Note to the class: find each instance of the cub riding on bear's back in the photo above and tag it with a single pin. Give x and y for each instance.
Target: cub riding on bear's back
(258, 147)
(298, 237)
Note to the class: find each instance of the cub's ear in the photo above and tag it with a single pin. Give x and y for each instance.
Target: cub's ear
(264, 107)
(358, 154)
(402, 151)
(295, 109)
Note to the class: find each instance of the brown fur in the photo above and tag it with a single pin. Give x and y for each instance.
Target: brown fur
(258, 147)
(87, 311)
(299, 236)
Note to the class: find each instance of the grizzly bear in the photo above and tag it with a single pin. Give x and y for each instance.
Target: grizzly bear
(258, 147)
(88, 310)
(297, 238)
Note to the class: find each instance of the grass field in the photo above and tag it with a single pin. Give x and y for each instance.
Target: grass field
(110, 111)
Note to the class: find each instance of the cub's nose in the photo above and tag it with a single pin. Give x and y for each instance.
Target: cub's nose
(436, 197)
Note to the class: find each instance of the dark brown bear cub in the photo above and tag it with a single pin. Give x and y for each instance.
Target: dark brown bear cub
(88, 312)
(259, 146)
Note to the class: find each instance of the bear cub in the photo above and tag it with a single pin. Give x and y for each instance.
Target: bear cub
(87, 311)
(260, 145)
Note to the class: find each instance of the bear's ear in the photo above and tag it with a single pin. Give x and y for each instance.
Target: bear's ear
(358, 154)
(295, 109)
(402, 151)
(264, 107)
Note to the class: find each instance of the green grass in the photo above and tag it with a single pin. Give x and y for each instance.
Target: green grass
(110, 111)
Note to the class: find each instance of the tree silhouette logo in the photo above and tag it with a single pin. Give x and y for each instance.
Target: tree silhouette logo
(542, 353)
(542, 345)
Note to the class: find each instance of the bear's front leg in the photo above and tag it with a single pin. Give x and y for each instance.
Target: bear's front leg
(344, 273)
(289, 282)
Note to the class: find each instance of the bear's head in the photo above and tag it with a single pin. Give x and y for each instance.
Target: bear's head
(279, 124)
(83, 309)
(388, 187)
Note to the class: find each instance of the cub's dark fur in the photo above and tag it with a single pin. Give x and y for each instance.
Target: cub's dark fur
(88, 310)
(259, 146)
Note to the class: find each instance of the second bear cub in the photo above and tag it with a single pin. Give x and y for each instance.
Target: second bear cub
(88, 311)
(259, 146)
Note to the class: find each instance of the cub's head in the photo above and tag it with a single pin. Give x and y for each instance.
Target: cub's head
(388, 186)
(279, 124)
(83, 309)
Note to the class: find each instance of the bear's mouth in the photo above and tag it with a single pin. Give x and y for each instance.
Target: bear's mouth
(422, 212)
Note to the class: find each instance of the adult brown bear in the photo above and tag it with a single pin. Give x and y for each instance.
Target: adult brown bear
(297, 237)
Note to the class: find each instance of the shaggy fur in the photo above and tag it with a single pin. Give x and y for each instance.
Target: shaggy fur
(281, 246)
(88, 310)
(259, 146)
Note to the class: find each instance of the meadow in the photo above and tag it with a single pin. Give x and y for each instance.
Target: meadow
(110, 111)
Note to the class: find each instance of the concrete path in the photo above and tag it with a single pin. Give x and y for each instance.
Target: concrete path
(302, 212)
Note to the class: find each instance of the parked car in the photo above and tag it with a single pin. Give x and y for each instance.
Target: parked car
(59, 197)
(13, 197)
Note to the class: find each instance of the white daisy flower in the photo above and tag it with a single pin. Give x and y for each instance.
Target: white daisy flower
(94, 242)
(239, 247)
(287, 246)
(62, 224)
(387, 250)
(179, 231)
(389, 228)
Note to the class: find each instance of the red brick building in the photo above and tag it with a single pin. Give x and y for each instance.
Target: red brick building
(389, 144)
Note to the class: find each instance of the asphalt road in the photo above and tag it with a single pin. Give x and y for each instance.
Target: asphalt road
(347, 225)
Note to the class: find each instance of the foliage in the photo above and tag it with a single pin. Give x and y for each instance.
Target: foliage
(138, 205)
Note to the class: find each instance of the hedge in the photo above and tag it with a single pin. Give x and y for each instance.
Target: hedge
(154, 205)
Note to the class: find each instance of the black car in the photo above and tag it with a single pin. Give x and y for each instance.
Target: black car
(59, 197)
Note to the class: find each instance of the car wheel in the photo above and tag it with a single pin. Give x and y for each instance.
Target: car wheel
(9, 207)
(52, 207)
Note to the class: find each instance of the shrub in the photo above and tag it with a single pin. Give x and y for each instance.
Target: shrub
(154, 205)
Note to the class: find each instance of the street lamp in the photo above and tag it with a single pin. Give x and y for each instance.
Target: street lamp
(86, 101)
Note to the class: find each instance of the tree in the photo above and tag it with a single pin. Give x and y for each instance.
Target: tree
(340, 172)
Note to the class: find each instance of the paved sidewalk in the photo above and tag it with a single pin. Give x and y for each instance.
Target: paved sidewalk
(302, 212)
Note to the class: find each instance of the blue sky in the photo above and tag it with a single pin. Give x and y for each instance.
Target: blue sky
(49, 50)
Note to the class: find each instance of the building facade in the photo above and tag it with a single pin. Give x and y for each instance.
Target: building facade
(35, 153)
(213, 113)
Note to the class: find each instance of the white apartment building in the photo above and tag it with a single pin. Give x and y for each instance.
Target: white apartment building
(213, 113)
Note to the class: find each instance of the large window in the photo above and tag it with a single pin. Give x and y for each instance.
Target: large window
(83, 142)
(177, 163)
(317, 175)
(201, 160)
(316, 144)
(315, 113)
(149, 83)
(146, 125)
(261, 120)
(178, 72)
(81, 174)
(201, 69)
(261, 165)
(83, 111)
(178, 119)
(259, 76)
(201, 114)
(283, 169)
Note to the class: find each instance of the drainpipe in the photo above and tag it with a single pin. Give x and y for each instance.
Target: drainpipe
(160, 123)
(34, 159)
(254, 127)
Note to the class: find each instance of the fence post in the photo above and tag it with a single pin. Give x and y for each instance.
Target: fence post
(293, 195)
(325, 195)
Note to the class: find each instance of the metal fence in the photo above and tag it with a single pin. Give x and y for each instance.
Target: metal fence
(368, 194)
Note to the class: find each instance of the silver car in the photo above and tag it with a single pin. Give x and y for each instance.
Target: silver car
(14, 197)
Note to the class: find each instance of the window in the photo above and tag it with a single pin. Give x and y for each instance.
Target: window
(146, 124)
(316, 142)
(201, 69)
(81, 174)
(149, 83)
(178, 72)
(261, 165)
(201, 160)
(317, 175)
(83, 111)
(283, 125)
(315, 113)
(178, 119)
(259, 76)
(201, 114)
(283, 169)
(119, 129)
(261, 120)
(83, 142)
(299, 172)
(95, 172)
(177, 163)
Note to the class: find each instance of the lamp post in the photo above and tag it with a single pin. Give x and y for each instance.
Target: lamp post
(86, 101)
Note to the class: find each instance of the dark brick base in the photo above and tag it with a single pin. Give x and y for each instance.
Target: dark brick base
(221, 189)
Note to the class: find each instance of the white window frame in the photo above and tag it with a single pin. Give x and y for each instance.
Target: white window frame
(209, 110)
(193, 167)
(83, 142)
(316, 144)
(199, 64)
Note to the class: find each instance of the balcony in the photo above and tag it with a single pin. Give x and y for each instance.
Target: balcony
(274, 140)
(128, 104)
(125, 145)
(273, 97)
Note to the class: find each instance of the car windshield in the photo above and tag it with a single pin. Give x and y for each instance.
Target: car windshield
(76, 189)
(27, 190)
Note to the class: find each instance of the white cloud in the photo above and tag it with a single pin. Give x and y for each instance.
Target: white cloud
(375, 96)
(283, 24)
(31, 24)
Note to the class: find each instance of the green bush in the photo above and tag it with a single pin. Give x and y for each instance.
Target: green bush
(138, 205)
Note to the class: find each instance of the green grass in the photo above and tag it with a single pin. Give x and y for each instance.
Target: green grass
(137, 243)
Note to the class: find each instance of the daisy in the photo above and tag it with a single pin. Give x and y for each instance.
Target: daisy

PROBLEM DESCRIPTION: Keep to the lines from the one containing "Target: car windshield" to the end of the entries above, and retype them exactly.

YOUR RESPONSE:
Target: car windshield
(76, 189)
(27, 190)
Note to the class: find each instance of the white cloud in the photo above and tag it with a single pin. Give x and y for each instance.
Target: white cloud
(375, 96)
(283, 24)
(31, 24)
Note to the class: find each instance of the green bush in the photo above and tag it with a single pin. Give x and y for each instance.
Target: green bush
(138, 205)
Note to the class: find each instance of the green grass in the photo above and tag it with a single pin. Give x and y for each instance.
Target: green grass
(137, 243)
Note to the class: find each instance of the daisy in the photo above and tag it with a single pin. Give x and y for each instance.
Target: daisy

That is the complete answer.